Document passage ->
────────────────────

Edna Child, Britain's oldest living Olympian, has died at the age of 100 ©Team GB

Britain's oldest living Olympian, Edna Child, has died at the age of 100, it has been announced.

Child competed in the 1948 Olympics in London in diving, despite a fear of heights, and later became a British Empire Games champion.

A post on the Team GB’s Twitter account read: "Condolences to the family and friends of 1948 diving Olympian Edna Child, who passed away in May.

"Aged 100, Edna was Britain's oldest living Olympian."

At an early age, Child was diagnosed with empyema and spent much of her childhood undergoing operations.

Following one serious operation, she was advised to be careful not to over-exert herself.

Edna Child represented Britain in the 1948 Olympic Games in London ©Getty Images
Edna Child represented Britain in the 1948 Olympic Games in London ©Getty Images

Child ignored this advice and took up swimming, then subsequently diving.

"I started to do diving, but I was a bit of a coward at first because I didn't like heights!" 

Child won the bronze medal in the 1938 European Championships in London aged just 15 but her promising career was put on hold during the Second World War as she joined the army.

────────────────────

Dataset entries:

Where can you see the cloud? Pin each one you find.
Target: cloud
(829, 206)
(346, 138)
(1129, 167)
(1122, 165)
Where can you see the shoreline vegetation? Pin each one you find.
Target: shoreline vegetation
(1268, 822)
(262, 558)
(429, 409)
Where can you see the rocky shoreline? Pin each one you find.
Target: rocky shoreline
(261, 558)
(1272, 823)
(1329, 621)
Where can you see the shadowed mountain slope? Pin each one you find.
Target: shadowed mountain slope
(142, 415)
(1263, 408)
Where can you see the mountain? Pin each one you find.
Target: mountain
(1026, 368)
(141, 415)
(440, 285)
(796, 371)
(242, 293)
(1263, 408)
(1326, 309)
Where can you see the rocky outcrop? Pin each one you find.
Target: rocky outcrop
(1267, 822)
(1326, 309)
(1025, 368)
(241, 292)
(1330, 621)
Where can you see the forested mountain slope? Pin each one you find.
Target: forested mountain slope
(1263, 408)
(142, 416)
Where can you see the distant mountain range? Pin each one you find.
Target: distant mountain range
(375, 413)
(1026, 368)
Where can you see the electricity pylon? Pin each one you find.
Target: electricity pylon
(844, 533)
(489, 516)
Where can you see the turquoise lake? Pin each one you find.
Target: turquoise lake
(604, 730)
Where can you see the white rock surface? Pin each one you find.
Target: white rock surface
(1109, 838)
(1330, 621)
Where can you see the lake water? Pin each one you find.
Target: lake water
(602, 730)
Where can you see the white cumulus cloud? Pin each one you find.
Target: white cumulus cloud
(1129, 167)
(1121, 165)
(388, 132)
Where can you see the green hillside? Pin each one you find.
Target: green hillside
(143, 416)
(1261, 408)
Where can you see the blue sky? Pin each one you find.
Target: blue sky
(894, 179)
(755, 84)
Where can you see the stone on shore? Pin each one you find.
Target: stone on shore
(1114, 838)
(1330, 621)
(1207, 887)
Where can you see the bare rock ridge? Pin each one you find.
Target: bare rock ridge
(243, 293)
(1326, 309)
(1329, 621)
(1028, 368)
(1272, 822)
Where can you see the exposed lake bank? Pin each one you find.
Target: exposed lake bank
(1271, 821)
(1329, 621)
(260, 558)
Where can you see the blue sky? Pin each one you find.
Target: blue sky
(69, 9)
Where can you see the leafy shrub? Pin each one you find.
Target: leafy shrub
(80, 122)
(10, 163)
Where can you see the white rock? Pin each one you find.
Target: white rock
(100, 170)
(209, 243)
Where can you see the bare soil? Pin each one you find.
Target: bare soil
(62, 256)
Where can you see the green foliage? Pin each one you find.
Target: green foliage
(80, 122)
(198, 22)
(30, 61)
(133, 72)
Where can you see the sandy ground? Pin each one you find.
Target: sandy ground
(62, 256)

────────────────────

Problems and tasks ->
• a. Answer these questions using the Edna Child article:
(i) At what age did Edna Child die?
(ii) What condition was she diagnosed with at an early age?
(iii) Which medal did she win at the 1938 European Championships in London?
• b. Reproduce the Edna Child article word for word between "Following one serious" and "then subsequently diving.", inclusive.
This data has no connection to the Edna Child article.

Results for each task ->
• a.
(i) 100
(ii) Empyema
(iii) The bronze medal

• b.
Following one serious operation, she was advised to be careful not to over-exert herself.

Edna Child represented Britain in the 1948 Olympic Games in London ©Getty Images
Edna Child represented Britain in the 1948 Olympic Games in London ©Getty Images

Child ignored this advice and took up swimming, then subsequently diving.